[Opening SUPPLIED RECORDS section]
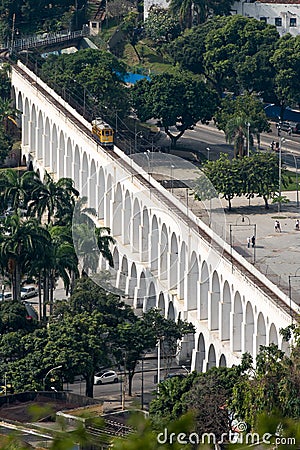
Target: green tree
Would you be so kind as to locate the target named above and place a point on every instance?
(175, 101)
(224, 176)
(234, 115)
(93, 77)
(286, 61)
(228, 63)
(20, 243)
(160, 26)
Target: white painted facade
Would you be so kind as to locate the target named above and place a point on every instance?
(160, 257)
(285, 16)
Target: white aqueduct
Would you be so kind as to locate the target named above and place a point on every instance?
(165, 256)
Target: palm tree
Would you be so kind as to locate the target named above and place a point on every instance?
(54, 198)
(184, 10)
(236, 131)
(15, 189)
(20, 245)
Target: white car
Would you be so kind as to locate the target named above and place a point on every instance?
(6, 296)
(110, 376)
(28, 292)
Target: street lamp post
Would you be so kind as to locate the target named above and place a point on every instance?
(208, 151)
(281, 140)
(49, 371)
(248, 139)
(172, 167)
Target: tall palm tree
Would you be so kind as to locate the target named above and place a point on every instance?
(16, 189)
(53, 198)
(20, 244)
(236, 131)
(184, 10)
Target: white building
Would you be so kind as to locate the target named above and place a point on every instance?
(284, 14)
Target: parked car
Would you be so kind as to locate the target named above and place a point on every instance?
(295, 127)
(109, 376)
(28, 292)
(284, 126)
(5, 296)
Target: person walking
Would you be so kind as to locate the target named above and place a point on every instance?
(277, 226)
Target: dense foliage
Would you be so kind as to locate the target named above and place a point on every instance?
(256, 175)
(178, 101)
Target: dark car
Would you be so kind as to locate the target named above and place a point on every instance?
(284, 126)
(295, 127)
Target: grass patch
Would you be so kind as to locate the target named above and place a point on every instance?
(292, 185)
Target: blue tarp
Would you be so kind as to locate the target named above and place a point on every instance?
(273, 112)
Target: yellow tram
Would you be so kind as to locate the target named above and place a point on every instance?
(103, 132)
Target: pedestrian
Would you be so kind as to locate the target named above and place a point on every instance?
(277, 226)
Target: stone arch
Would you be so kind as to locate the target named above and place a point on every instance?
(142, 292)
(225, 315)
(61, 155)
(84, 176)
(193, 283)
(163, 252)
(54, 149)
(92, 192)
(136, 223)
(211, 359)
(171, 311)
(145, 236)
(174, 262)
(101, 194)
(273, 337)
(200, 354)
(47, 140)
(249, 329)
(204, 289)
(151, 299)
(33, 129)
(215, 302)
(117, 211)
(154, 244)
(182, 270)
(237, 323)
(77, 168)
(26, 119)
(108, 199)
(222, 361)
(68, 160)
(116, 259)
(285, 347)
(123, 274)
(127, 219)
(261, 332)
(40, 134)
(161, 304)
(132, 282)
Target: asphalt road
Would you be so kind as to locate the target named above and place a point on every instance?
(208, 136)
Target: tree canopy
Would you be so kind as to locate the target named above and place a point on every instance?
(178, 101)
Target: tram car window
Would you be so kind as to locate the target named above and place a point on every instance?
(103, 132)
[Closing SUPPLIED RECORDS section]
[Opening SUPPLIED RECORDS section]
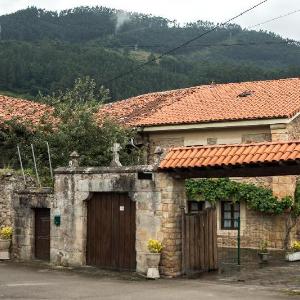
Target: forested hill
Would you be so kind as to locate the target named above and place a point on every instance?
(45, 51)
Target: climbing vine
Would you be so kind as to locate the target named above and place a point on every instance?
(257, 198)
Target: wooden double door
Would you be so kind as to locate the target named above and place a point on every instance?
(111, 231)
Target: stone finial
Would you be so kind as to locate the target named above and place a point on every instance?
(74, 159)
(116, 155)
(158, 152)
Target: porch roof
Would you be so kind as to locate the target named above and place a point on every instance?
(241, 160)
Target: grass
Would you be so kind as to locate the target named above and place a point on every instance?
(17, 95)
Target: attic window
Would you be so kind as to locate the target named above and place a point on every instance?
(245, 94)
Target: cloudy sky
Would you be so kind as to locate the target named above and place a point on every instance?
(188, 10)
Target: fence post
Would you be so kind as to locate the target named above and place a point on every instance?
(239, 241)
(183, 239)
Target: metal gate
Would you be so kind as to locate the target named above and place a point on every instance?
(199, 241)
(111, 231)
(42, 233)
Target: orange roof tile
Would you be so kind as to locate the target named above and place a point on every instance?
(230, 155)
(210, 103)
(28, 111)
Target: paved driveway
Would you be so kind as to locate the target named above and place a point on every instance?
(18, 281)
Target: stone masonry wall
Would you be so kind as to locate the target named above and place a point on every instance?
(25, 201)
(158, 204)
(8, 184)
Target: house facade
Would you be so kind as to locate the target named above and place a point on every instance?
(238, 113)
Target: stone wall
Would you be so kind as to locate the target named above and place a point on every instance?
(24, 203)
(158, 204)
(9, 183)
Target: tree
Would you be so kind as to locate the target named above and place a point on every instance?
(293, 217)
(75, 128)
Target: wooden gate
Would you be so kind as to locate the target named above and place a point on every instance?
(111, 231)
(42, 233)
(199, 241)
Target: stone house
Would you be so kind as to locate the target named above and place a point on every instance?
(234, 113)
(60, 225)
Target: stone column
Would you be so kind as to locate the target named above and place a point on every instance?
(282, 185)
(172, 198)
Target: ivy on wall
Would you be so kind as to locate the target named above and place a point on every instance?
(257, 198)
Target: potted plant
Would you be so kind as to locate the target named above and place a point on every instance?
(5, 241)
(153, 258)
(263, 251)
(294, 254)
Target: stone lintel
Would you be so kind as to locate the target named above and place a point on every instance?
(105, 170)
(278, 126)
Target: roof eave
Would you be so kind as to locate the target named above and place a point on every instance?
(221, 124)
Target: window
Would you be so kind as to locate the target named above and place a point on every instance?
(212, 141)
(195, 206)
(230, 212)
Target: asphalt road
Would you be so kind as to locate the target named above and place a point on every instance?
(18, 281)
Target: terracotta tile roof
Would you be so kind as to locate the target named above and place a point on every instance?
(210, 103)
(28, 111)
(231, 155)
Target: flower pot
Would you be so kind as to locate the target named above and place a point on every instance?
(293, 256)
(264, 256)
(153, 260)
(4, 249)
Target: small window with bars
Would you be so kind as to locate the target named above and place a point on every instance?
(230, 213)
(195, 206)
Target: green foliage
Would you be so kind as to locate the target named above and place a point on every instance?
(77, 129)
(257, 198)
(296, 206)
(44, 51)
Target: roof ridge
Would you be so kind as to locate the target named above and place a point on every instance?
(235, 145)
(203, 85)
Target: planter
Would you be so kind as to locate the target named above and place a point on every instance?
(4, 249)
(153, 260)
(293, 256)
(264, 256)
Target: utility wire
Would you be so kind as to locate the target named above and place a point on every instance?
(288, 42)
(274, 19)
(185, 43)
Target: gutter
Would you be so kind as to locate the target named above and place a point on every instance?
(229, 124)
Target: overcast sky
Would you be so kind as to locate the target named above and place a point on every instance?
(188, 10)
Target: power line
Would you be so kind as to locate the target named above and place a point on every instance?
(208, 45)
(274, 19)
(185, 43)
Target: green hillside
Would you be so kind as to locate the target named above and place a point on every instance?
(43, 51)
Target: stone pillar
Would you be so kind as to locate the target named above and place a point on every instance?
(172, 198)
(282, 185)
[Closing SUPPLIED RECORDS section]
[Opening SUPPLIED RECORDS section]
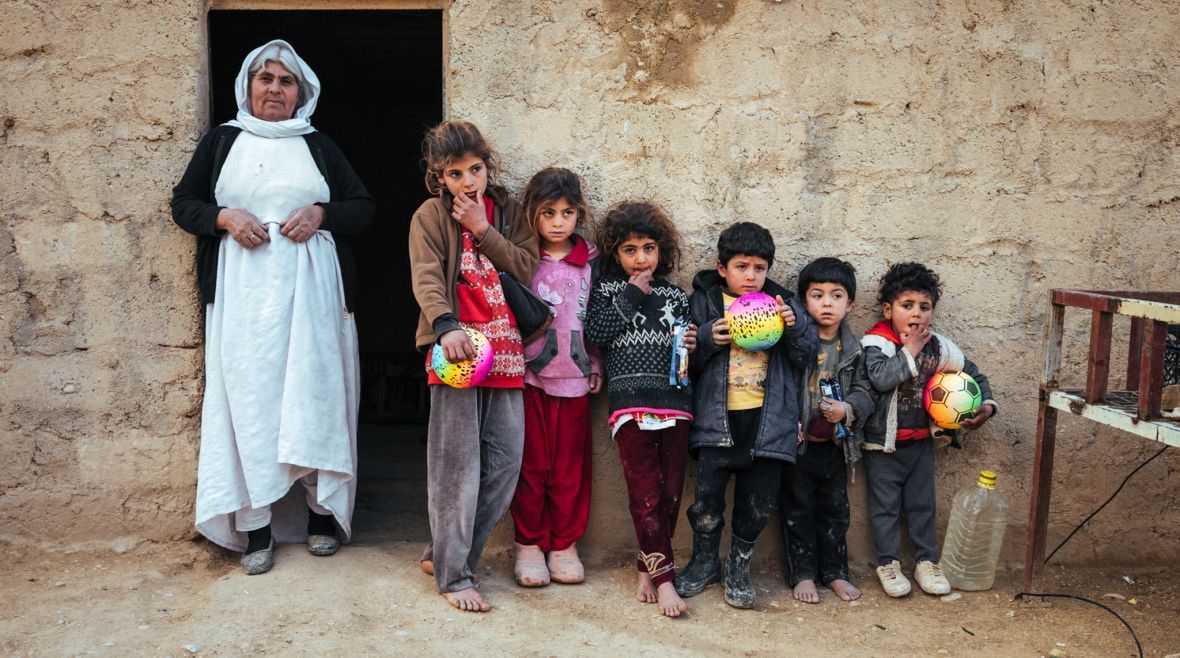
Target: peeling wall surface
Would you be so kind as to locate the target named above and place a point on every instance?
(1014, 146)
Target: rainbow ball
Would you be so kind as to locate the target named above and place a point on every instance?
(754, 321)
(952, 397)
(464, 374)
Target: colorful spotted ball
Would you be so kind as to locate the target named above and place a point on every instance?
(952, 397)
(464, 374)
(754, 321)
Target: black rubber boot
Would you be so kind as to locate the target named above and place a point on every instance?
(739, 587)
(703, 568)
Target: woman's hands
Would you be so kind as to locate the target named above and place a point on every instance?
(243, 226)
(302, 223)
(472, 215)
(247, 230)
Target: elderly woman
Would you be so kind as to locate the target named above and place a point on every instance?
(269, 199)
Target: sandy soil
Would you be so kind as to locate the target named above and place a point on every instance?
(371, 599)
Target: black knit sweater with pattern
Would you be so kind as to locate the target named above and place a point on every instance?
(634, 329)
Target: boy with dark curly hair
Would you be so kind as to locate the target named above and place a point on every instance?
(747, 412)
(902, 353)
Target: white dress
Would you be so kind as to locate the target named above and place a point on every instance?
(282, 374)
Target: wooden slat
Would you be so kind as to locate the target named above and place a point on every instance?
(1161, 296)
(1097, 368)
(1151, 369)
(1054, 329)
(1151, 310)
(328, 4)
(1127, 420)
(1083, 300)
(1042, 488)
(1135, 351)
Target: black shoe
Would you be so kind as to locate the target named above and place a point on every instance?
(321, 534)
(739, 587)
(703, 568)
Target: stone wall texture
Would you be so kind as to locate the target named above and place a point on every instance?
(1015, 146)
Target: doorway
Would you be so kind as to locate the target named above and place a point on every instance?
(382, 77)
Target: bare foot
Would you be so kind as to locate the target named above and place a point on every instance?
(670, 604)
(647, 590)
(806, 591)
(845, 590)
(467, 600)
[Closing SUPPLIED RECORDS section]
■ BRIEF: Using the entries above, give again exactly the lines from the line holding "Target: green tree" through the line holding "Target: white aqueduct". Include both end lines and nothing else.

■ EXERCISE RESPONSE:
Target: green tree
Would you be so kind as to locate the target named above and place a point on every instance?
(175, 101)
(224, 176)
(234, 115)
(93, 77)
(286, 61)
(228, 63)
(20, 243)
(160, 26)
Target: white painted facade
Would you be so kind as to locate the target named above and place a point on every instance?
(160, 257)
(285, 16)
Target: white aqueduct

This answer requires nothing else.